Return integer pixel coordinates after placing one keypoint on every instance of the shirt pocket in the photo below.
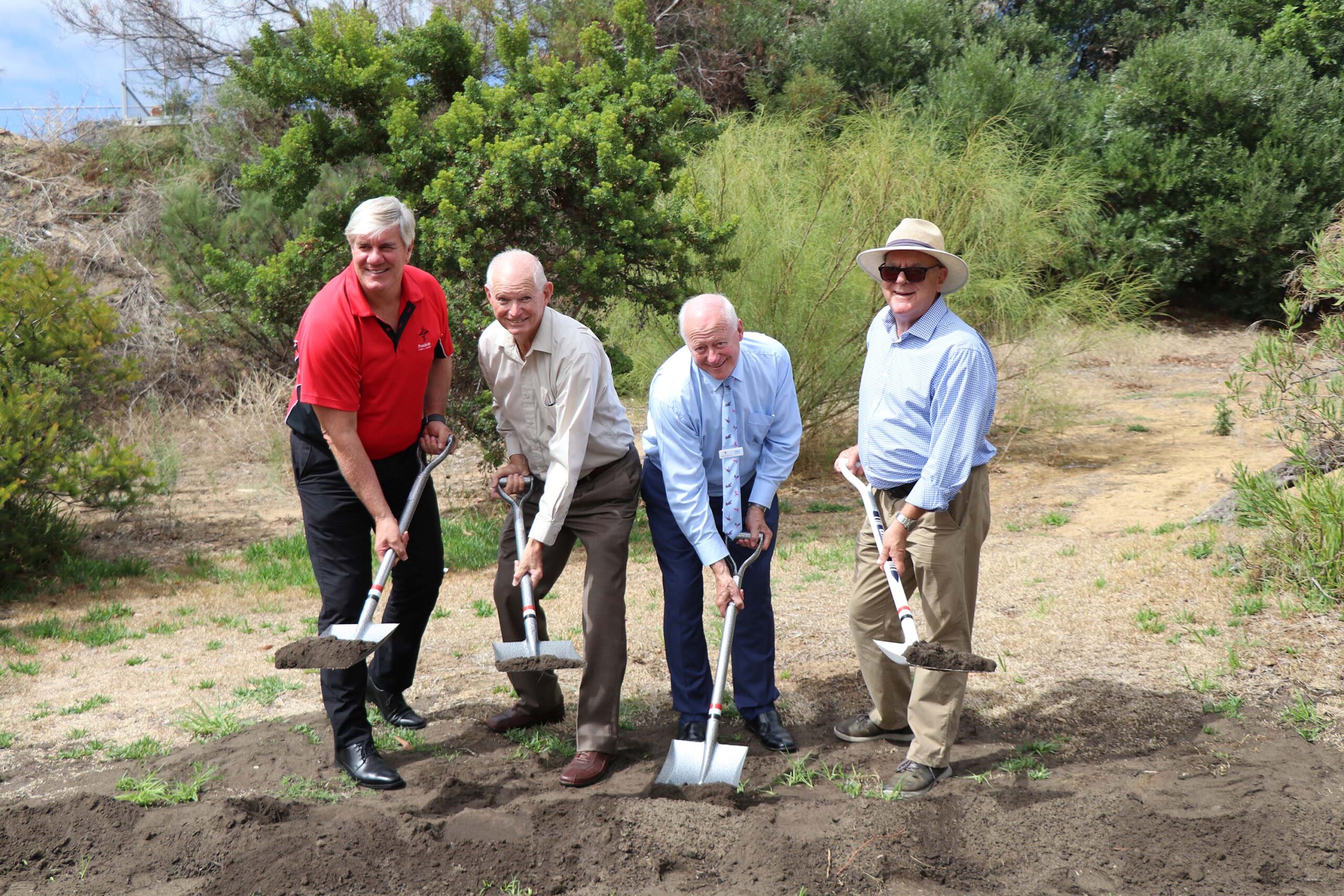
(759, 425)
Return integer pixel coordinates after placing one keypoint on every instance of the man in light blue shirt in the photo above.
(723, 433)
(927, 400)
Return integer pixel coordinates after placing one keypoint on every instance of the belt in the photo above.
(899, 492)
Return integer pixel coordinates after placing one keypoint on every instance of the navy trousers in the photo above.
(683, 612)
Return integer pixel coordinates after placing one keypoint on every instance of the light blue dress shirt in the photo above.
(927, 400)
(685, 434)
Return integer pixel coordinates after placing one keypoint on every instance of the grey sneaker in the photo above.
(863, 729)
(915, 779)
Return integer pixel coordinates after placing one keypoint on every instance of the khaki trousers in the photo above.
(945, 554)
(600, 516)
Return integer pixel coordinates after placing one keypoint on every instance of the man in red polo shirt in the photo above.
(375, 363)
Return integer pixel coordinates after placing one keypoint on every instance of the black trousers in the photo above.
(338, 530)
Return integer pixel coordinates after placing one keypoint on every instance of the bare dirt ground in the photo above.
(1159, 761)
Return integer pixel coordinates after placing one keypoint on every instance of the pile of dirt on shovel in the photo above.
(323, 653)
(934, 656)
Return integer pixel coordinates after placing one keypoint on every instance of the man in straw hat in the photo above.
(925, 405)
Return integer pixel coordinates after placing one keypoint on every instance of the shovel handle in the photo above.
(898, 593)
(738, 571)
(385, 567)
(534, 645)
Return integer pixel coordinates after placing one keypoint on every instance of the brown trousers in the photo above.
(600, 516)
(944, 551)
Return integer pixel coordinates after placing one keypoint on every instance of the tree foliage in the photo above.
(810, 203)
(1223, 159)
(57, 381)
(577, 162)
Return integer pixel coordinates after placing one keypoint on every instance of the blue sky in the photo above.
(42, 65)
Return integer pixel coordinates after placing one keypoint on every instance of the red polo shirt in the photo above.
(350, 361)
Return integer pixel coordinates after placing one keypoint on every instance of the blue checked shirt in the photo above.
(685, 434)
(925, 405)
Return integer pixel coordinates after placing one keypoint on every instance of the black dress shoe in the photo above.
==
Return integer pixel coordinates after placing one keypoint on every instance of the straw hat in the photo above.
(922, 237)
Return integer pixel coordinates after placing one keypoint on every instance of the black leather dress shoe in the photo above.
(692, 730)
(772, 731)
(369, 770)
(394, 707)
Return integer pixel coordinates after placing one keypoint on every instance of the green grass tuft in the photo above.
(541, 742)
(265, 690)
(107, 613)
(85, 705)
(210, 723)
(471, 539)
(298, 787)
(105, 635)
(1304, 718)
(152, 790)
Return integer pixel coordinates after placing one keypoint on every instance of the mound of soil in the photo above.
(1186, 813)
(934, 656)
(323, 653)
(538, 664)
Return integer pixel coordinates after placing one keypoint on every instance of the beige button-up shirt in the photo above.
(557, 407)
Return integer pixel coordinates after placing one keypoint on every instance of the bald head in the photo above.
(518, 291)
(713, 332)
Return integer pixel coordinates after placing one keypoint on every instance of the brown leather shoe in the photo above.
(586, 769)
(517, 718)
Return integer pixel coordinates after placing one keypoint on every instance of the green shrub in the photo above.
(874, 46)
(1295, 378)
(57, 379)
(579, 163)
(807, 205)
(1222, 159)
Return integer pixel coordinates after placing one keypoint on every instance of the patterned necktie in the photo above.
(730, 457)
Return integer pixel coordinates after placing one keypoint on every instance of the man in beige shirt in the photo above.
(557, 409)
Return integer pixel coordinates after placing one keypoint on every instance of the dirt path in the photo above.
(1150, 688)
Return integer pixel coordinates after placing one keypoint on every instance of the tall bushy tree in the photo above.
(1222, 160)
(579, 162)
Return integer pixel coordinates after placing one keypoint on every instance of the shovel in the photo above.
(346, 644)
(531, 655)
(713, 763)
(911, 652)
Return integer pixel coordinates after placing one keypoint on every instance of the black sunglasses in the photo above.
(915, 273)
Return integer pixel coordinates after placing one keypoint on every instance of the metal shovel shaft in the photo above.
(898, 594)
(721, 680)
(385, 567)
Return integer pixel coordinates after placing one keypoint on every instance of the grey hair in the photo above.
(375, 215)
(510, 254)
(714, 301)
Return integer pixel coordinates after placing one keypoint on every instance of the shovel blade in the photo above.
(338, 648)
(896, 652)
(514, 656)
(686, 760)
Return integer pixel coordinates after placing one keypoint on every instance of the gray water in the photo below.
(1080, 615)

### Task prompt
Extract from the records above the lines from the one containing "the red polo shirt in the photo above." to the one containing "black dress shoe in the photo above.", both lines included, exactly as they appear and with nothing else.

### Result
Return integer pixel coordinates after placing one keypoint on every instance of the red polo shirt in the photo above.
(350, 361)
Return integer pixel coordinates after placing one keypoint on every instance of the blue checked shirt in the photo above.
(685, 434)
(925, 405)
Return integer pixel coordinates after placing one keypoint on every instance of the black dress shoe in the photo above.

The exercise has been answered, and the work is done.